▶ [What you need to do]:
Rescale the part of the records that opens with the line containing "the dark sky." and closes with the line containing "x=221, y=95". Reproduce only those lines, requests included, with every coordinate in the answers multiplied by 0.2 and rounded to a whole number, halves rounding up.

▶ [Entries]:
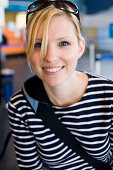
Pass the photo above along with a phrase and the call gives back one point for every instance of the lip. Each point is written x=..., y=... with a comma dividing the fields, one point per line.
x=52, y=70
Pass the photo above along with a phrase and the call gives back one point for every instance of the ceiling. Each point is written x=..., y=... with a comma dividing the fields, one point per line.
x=87, y=6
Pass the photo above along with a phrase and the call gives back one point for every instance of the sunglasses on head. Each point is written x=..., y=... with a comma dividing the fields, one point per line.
x=66, y=6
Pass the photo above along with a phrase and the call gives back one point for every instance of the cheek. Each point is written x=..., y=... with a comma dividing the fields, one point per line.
x=34, y=60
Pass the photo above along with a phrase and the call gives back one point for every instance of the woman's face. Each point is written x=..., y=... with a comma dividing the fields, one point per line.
x=63, y=51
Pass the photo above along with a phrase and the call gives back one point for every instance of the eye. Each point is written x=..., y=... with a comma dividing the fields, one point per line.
x=63, y=43
x=37, y=45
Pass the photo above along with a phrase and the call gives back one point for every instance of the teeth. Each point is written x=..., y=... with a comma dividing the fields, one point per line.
x=52, y=69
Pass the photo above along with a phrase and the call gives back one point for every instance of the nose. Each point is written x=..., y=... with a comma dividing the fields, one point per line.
x=51, y=54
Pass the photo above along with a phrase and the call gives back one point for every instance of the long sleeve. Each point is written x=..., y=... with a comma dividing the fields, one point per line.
x=24, y=141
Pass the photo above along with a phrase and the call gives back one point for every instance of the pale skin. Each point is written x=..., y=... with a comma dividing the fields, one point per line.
x=62, y=83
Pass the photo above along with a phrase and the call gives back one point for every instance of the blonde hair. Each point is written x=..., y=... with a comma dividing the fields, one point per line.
x=34, y=22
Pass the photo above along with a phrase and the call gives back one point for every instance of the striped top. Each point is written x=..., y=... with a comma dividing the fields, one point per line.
x=90, y=120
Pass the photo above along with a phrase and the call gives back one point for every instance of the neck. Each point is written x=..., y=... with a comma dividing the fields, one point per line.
x=67, y=93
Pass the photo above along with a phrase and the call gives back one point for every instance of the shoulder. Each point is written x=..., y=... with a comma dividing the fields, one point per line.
x=96, y=79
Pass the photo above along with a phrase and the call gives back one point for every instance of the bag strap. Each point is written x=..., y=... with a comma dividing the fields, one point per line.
x=46, y=113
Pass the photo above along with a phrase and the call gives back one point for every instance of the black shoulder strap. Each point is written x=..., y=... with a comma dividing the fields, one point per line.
x=46, y=113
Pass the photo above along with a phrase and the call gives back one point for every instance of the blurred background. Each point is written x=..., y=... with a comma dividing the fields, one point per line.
x=97, y=24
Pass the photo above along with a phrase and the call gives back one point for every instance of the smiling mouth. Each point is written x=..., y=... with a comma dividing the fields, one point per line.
x=53, y=70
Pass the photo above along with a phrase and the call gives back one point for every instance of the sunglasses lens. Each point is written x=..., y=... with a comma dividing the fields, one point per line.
x=63, y=5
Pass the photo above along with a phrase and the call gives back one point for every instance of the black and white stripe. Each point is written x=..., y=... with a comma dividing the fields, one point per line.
x=89, y=120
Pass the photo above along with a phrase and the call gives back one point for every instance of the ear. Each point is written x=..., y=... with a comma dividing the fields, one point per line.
x=81, y=47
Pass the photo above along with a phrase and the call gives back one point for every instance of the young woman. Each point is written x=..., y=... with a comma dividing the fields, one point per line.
x=81, y=101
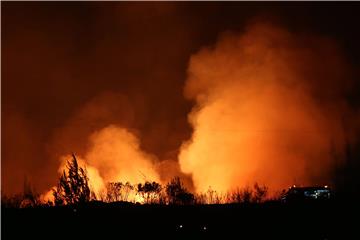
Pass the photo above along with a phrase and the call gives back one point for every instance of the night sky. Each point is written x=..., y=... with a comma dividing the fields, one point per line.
x=70, y=68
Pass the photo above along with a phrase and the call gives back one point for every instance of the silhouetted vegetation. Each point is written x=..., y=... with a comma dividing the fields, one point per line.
x=73, y=186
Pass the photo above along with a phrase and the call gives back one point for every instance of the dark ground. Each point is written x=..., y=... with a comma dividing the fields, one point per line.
x=272, y=220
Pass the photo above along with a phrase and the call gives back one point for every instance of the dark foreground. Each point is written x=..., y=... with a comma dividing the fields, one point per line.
x=273, y=220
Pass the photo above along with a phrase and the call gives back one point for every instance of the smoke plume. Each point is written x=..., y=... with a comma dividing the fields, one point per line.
x=269, y=109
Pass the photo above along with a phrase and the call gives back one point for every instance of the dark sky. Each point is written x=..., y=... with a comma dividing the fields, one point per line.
x=69, y=68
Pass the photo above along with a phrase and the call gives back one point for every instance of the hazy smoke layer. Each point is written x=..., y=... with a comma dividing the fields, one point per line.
x=269, y=109
x=115, y=152
x=114, y=155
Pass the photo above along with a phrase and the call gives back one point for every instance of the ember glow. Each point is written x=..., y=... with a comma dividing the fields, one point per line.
x=221, y=95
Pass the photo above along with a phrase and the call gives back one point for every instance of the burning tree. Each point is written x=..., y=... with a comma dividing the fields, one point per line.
x=150, y=192
x=73, y=186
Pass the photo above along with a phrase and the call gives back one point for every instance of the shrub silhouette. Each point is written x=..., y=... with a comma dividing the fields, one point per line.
x=150, y=192
x=177, y=193
x=73, y=186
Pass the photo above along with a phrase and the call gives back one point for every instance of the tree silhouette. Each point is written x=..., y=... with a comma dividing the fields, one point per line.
x=73, y=186
x=150, y=191
x=177, y=193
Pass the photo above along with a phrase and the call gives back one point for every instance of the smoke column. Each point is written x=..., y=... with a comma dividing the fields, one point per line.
x=269, y=109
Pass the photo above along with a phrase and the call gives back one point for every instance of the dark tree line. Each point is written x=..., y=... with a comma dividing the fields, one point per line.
x=73, y=188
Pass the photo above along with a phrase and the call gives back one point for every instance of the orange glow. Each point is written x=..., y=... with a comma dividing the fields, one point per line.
x=114, y=155
x=259, y=117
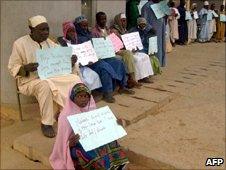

▶ [Task response]:
Pass the photo above along with a phrase and the call gives back one point for every instance of the dark sky. Each point is written x=..., y=... with a comma dividing the fields, one point per line.
x=14, y=14
Pass the photo above along with a phrase and the call gives back one point for every instance of the hazy smoke layer. Each point is written x=..., y=... with a comma dividing the fields, one point per line.
x=54, y=22
x=23, y=30
x=23, y=31
Pass the photo above along with a phrase and the call gives back one point for every instance of the ember glow. Each point is written x=..., y=... with a comma dividing the fields, one point per line.
x=44, y=19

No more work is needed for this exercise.